AIM OF THE TASK:
Some lines of the records below include the word "railing". Report how many, and write nothing besides the number.

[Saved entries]
-------

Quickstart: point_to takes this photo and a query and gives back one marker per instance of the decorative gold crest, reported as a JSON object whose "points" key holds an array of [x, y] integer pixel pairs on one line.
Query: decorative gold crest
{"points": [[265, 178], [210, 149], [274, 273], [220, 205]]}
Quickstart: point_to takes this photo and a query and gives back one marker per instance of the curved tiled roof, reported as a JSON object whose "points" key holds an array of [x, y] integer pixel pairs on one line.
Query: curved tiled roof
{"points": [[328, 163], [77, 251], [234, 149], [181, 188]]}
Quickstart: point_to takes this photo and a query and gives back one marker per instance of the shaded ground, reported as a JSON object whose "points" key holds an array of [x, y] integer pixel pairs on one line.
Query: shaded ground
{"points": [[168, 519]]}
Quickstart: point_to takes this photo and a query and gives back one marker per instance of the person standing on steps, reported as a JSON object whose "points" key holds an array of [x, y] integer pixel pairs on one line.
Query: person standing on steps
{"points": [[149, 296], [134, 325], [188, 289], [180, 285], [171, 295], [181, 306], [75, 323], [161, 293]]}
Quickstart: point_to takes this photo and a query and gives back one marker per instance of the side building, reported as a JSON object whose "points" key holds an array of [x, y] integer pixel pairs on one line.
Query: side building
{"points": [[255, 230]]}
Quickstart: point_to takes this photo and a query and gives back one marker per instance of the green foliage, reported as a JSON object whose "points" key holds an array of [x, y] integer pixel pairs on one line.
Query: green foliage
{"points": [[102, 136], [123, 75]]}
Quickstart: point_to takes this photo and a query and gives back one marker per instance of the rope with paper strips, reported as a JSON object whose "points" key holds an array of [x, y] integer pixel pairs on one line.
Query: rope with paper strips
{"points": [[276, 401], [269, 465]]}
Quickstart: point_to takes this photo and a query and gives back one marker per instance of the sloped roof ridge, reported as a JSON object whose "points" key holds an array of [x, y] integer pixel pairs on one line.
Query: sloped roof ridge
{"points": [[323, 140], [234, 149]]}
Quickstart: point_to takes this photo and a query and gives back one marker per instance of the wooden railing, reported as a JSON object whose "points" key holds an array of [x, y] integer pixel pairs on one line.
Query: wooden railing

-------

PROBLEM SOLUTION:
2